* [Aim]
Transcribe, word for word, the line containing "in [280, 495]." and each line following it through the end of the listing below. Omit all other lines.
..............................
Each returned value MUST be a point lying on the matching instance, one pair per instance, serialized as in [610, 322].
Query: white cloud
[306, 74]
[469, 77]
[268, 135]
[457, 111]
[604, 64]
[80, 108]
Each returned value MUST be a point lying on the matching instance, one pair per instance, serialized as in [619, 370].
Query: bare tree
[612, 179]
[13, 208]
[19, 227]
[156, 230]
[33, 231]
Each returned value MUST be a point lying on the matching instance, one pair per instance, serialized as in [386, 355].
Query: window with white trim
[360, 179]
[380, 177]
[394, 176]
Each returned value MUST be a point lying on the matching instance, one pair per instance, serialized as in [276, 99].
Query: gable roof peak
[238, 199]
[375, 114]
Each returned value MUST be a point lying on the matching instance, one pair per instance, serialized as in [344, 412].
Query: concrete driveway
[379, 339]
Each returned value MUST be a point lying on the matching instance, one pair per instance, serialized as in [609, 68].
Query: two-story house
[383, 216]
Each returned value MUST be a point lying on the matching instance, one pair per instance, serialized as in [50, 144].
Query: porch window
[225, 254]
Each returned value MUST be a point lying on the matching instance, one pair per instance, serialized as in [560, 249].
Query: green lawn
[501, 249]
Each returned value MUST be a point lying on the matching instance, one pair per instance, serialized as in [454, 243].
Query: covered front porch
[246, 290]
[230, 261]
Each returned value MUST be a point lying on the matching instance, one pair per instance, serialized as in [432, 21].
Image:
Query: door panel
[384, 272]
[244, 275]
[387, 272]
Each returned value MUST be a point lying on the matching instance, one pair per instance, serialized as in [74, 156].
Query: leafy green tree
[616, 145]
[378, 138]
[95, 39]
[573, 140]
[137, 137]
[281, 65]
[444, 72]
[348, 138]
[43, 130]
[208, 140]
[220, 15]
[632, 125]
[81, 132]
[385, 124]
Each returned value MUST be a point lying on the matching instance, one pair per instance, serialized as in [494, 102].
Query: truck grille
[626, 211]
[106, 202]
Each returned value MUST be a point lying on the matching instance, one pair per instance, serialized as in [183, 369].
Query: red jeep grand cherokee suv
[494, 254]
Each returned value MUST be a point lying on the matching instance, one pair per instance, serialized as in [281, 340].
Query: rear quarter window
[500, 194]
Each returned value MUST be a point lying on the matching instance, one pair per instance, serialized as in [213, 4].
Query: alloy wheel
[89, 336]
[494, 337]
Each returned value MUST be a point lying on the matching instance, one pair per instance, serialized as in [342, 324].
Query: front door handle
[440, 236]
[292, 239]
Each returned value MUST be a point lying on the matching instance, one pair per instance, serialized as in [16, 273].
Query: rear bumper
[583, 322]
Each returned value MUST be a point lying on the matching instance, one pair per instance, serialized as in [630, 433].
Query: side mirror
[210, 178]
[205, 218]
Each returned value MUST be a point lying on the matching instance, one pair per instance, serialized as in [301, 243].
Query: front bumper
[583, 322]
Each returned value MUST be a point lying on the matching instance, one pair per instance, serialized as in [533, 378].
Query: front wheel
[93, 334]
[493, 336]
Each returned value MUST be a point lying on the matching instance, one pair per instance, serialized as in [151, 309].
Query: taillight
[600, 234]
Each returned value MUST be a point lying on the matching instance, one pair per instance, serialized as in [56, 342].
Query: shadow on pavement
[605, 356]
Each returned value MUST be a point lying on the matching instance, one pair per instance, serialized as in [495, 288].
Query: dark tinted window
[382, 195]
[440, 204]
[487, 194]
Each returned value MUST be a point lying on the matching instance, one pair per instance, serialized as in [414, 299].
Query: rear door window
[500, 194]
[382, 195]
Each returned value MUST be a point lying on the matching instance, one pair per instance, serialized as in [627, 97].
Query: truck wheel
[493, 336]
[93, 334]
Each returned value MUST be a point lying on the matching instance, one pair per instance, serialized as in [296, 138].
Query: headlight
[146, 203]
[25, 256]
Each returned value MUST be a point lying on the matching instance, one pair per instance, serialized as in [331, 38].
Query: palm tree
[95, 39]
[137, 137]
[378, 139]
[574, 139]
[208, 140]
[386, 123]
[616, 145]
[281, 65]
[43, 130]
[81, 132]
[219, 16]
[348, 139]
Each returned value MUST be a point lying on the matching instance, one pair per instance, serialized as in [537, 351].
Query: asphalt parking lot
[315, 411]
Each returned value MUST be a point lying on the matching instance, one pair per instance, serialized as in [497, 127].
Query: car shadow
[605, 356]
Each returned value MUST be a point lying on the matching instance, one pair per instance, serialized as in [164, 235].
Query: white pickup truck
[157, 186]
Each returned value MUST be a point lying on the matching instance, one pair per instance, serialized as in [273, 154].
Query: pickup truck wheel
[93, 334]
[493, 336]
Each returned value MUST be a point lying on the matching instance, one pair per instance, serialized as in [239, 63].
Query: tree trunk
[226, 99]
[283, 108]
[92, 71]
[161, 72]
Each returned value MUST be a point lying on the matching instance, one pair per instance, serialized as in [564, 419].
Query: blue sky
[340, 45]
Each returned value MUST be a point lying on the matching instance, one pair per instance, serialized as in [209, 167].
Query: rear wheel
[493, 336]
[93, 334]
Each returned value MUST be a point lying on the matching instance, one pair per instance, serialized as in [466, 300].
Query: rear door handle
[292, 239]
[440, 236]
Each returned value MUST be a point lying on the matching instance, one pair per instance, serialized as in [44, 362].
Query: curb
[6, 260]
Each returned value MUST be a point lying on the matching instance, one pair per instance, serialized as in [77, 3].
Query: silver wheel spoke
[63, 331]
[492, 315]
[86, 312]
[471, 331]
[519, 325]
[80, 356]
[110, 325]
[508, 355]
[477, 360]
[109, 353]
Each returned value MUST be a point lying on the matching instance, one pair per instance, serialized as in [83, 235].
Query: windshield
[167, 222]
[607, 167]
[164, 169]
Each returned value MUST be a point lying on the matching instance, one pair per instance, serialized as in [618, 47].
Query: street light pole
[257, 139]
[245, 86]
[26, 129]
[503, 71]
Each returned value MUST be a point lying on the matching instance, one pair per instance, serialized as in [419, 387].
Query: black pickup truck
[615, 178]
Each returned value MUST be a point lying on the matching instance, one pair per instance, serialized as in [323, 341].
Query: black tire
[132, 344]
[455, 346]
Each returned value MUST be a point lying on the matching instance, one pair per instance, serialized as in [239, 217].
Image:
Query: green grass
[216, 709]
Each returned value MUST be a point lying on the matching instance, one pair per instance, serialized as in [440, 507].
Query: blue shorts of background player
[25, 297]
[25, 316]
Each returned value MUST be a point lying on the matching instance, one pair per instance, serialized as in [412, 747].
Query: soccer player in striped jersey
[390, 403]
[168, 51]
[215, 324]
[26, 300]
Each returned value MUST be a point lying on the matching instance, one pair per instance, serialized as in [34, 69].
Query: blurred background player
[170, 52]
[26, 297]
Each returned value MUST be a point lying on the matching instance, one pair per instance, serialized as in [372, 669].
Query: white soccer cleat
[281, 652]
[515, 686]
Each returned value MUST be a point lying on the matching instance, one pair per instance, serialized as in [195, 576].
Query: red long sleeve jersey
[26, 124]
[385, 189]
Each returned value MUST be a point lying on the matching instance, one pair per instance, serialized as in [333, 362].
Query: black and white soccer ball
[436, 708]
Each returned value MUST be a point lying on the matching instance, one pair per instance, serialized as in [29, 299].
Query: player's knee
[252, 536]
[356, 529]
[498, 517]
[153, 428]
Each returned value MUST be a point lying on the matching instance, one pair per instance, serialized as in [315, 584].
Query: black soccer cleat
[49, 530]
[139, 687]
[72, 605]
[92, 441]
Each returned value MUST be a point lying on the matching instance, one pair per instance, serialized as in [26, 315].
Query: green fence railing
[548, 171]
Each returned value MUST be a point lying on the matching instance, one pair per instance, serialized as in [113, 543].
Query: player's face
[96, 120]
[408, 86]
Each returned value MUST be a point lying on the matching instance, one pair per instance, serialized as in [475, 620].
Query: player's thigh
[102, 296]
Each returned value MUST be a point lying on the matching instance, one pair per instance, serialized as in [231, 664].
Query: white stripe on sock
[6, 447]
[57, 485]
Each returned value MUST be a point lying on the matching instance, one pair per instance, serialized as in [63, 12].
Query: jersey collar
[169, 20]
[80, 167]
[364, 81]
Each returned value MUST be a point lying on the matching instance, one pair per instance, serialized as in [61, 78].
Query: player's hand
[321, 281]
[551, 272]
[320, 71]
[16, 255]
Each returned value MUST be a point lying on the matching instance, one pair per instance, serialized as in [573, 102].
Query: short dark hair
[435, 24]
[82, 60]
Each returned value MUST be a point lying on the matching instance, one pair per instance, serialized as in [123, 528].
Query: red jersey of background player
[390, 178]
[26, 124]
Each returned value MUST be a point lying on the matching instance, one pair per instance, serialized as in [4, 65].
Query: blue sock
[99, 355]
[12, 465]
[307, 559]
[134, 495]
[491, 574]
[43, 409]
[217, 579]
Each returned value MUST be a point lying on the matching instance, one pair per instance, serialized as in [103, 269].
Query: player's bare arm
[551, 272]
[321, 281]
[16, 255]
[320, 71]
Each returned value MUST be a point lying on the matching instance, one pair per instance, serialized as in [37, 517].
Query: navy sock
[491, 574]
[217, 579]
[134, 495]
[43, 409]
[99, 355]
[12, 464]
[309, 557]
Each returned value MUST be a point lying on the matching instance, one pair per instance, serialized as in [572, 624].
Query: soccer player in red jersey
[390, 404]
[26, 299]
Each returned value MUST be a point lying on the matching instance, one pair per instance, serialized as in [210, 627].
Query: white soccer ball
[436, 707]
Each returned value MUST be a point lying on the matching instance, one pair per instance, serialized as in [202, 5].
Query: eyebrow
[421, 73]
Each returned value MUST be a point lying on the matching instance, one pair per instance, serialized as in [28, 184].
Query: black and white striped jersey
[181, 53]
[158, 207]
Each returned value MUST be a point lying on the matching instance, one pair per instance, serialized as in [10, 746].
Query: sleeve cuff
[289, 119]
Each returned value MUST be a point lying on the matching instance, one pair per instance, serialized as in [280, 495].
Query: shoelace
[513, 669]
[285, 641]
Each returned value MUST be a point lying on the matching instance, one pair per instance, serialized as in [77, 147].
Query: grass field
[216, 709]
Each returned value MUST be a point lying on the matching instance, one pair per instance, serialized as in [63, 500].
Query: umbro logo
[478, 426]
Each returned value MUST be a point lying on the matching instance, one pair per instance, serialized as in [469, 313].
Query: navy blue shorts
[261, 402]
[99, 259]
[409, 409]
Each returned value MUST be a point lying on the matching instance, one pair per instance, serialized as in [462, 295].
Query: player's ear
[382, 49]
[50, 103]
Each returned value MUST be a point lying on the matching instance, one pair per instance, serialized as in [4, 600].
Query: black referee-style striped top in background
..............................
* [Output for this task]
Each returned value MUST be a point lying on the matching instance, one pair per instance, serialized as in [280, 495].
Query: shoelace
[513, 669]
[285, 641]
Each returned value MUST be a point lying on the matching instance, one pair per instance, serialized as in [77, 147].
Query: grass field
[216, 709]
Each returned value MUST be a point lying on the matching instance, one pair per instance, serialized as in [63, 500].
Query: umbro logo
[478, 426]
Each returned value MUST be a point lying on the matching instance, one pair per instance, serialized as in [469, 313].
Query: navy blue shorts
[261, 402]
[99, 259]
[409, 409]
Each returned value MUST be a point lying on the matching instance, one pair per instance, serialized as in [462, 295].
Query: player's ear
[382, 49]
[50, 103]
Each returned value MUST be a point lying on the matching instance, one pair per instance, serialized as in [4, 600].
Query: black referee-style striped top in background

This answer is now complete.